Another limitation in past analyses of this numt is that the original Arabidopsis reference mitogenome (Unseld, et al. 1997) and nuclear genome (Arabidopsis Genome Initiative 2000) derive from different ecotypes (C24 and Col-0, respectively). In addition, the original mitogenome sequence has hundreds of sequencing errors (Davila, et al. 2011; Sloan, et al. 2018). With the recent generation of accurate long-read sequencing data for the Arabidopsis nuclear genome (Naish, et al. 2021; Wang, et al. 2021) and a reference mitogenome for the Col-0 accession (Sloan, et al. 2018), there is a renewed opportunity to assemble and analyze this intriguing numt.

RESULTS AND DISCUSSION

Structure of the Arabidopsis Chromosome 2 numt

By performing a de novo assembly with hifiasm (Cheng, et al. 2021) of PacBio HiFi reads generated as part of the recent Col-CEN effort to span the centromeres in the Arabidopsis genome (Naish, et al. 2021), we produced a gap-free contig that covered the entire numt insertion in Chromosome 2 (Figure 1). The large numt was embedded within a 12.6-Mb contig and was consistent in both size (641-kb) and structure with the recent Col-XJTU genome assembly (Wang, et al. 2021), but it differed considerably in nucleotide sequence (see below). Our assembly also matched the repeat structure previously inferred from fiber-FISH and fell within the estimated size range of 618 ±42 kb from that analysis (Stupar, et al. 2001).

Figure 1.

────────

ACTION ITEM = Retype the numt passage word for word, starting at "By performing a" and ending at "et al. 2001).". Please rely on the numt passage alone.

DATA SHOWN =
────────

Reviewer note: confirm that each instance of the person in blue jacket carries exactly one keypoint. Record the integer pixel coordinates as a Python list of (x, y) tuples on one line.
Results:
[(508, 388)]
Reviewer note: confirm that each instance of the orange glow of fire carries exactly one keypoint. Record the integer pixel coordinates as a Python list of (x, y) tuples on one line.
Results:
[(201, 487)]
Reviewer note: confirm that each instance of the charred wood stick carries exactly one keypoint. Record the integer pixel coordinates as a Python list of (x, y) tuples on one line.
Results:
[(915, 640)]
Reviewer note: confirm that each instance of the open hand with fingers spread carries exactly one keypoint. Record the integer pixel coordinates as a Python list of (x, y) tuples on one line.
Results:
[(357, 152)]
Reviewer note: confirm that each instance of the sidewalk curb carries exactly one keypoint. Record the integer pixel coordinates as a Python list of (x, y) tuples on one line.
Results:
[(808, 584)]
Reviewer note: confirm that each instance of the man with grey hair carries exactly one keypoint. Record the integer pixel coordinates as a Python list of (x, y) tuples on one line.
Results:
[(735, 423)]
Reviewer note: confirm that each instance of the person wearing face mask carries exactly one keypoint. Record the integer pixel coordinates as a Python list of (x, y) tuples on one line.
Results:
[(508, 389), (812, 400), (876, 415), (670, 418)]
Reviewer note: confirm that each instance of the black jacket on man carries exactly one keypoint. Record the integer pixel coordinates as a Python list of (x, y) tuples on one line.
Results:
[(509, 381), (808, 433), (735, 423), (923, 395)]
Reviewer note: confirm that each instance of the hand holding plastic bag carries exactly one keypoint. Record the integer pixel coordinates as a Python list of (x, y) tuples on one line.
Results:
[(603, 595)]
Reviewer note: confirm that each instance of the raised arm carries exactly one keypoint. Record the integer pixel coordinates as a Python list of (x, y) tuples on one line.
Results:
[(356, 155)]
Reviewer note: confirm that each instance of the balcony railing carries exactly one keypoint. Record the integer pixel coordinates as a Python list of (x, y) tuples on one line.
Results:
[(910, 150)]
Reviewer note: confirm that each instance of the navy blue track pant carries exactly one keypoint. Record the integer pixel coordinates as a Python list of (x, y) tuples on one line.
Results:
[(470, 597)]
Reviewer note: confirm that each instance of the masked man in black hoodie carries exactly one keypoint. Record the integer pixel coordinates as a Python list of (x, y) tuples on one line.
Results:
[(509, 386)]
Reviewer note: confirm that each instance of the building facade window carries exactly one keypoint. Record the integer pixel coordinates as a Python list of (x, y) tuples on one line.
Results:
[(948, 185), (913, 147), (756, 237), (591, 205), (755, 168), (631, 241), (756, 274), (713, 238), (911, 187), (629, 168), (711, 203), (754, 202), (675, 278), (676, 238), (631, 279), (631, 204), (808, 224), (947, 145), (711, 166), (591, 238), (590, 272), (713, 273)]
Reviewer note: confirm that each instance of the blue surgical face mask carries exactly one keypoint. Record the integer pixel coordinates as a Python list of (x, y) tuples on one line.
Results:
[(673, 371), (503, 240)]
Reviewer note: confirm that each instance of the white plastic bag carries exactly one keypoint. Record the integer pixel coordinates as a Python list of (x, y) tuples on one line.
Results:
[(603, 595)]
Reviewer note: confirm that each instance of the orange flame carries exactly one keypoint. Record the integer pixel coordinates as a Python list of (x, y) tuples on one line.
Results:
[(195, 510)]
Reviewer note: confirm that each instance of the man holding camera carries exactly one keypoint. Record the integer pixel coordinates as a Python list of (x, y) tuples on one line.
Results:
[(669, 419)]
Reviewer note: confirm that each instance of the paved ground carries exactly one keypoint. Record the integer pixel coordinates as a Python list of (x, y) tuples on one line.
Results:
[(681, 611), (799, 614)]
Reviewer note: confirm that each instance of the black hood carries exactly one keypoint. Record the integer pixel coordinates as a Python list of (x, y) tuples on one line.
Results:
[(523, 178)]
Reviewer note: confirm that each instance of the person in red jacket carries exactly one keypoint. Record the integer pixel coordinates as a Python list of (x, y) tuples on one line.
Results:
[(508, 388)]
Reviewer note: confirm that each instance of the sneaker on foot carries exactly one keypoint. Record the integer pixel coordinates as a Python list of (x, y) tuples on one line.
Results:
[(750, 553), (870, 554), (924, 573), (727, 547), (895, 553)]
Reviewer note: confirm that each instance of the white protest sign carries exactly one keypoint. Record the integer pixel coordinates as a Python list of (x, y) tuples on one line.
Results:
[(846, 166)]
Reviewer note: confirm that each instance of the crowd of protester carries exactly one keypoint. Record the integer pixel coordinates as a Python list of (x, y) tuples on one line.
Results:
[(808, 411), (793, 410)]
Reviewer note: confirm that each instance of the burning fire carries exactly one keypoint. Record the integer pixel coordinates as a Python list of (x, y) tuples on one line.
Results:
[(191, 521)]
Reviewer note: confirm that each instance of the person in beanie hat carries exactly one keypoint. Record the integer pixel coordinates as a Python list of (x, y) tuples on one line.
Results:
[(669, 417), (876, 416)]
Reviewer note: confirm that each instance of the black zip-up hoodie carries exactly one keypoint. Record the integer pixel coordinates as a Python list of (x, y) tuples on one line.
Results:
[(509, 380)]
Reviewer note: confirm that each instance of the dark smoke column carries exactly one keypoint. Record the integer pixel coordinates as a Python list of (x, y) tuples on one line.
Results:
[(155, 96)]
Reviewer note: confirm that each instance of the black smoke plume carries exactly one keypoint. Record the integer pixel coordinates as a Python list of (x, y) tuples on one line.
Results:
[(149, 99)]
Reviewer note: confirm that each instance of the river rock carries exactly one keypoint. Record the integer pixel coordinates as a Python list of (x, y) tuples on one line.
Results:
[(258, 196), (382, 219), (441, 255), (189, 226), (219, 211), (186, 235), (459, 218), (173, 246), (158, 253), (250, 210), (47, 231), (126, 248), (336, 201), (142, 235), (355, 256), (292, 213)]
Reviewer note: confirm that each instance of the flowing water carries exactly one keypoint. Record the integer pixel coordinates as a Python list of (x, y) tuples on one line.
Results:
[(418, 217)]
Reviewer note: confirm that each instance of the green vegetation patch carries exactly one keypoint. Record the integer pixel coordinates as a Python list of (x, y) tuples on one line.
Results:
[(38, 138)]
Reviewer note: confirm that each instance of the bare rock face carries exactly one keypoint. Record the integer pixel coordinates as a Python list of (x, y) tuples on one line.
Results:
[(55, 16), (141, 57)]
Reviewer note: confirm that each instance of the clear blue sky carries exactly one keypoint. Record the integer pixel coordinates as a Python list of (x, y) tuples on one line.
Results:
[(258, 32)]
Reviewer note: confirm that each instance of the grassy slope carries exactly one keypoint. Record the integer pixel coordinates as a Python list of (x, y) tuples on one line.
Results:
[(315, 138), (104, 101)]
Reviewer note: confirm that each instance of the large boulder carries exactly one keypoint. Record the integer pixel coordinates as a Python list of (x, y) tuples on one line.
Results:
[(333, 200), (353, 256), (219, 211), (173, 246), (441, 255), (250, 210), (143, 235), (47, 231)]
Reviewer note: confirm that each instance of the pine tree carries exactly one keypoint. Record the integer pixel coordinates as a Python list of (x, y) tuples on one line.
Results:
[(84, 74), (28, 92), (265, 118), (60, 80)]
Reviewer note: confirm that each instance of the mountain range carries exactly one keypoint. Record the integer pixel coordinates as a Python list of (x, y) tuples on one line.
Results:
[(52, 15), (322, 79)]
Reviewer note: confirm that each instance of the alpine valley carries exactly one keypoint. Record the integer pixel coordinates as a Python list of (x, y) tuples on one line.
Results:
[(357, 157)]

────────

EXPECTED OUTPUT =
By performing a de novo assembly with hifiasm (Cheng, et al. 2021) of PacBio HiFi reads generated as part of the recent Col-CEN effort to span the centromeres in the Arabidopsis genome (Naish, et al. 2021), we produced a gap-free contig that covered the entire numt insertion in Chromosome 2 (Figure 1). The large numt was embedded within a 12.6-Mb contig and was consistent in both size (641-kb) and structure with the recent Col-XJTU genome assembly (Wang, et al. 2021), but it differed considerably in nucleotide sequence (see below). Our assembly also matched the repeat structure previously inferred from fiber-FISH and fell within the estimated size range of 618 ±42 kb from that analysis (Stupar, et al. 2001).